Exercise goal: Gather every line of the data below that contains the string "cake" and copy each one in full. Case counts.

Working data:
==========

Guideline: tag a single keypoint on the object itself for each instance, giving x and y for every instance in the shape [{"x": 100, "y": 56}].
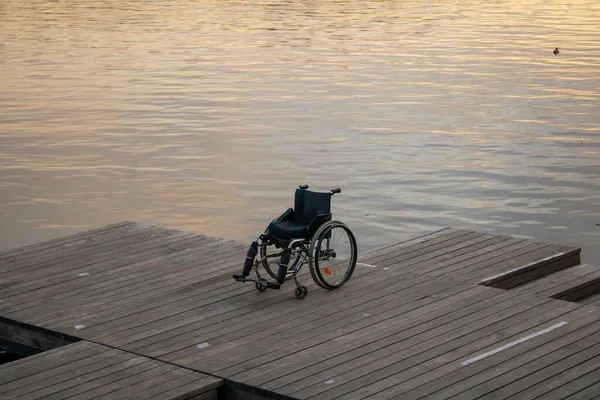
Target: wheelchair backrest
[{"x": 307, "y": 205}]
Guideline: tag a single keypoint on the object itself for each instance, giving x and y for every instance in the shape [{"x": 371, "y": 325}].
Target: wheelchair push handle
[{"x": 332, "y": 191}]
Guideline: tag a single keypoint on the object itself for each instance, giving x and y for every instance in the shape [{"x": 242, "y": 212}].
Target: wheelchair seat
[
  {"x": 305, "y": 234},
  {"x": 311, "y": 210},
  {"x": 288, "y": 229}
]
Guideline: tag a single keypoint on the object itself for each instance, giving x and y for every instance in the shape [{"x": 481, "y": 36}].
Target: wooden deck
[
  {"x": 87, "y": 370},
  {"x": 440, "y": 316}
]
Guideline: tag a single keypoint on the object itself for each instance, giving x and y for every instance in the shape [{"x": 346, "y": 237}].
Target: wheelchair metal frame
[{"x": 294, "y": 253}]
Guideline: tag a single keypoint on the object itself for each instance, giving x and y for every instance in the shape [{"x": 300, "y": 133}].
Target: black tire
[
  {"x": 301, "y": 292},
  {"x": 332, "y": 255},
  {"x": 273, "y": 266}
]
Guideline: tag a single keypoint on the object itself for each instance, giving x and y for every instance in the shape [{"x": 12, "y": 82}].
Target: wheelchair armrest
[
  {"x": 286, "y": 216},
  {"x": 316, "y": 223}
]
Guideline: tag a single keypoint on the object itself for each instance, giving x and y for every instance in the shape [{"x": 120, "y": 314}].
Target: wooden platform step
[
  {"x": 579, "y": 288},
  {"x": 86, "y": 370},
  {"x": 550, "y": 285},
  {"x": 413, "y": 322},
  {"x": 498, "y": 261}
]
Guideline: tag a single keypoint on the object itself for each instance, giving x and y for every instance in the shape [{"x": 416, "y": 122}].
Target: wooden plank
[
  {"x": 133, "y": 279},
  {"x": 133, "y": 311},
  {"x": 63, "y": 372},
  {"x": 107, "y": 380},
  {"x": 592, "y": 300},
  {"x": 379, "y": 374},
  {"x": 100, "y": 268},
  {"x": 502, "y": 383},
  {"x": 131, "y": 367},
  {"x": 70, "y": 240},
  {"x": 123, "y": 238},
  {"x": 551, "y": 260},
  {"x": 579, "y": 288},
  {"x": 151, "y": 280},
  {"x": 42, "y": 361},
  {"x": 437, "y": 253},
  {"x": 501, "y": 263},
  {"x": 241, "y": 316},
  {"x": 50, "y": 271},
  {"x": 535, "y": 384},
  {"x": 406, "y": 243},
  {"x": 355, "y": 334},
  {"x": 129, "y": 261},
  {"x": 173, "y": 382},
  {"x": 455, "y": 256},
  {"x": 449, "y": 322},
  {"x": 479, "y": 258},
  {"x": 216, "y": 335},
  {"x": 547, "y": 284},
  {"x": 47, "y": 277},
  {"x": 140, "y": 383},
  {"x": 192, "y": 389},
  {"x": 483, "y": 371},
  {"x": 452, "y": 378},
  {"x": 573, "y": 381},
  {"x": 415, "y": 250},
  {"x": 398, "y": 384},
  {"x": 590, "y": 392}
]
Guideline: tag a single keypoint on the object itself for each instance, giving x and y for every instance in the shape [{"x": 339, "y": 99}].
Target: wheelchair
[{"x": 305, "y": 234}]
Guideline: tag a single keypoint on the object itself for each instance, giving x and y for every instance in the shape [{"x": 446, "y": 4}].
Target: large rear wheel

==========

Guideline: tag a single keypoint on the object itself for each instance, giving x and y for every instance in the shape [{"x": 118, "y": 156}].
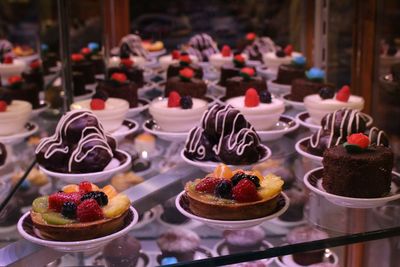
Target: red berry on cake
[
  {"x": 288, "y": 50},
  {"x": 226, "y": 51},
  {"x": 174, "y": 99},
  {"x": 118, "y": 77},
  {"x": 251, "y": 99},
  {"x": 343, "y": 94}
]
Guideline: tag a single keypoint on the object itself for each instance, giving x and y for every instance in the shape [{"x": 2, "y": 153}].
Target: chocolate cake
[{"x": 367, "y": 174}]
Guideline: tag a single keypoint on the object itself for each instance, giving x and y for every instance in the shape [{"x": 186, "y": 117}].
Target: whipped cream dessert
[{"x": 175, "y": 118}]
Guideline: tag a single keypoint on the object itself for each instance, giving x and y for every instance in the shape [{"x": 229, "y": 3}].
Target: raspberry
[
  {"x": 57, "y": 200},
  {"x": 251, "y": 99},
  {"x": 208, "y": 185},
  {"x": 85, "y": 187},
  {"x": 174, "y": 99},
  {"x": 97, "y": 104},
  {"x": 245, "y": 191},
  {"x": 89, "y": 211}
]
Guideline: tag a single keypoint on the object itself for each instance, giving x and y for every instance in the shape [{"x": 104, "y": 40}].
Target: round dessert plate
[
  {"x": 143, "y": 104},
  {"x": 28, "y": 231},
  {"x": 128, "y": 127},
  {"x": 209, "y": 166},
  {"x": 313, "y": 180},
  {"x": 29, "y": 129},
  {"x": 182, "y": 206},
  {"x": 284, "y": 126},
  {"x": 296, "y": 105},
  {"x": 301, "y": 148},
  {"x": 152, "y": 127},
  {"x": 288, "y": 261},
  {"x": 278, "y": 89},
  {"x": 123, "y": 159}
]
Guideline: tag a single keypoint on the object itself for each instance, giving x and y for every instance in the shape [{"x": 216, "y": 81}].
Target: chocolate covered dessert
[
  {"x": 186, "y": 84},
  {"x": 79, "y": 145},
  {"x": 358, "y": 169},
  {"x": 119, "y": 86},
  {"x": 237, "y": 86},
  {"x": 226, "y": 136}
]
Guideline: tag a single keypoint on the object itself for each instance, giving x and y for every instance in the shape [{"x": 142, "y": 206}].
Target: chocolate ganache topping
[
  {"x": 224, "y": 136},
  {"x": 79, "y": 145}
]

==========

Correct result:
Target: red berry on cake
Target: chocolate cake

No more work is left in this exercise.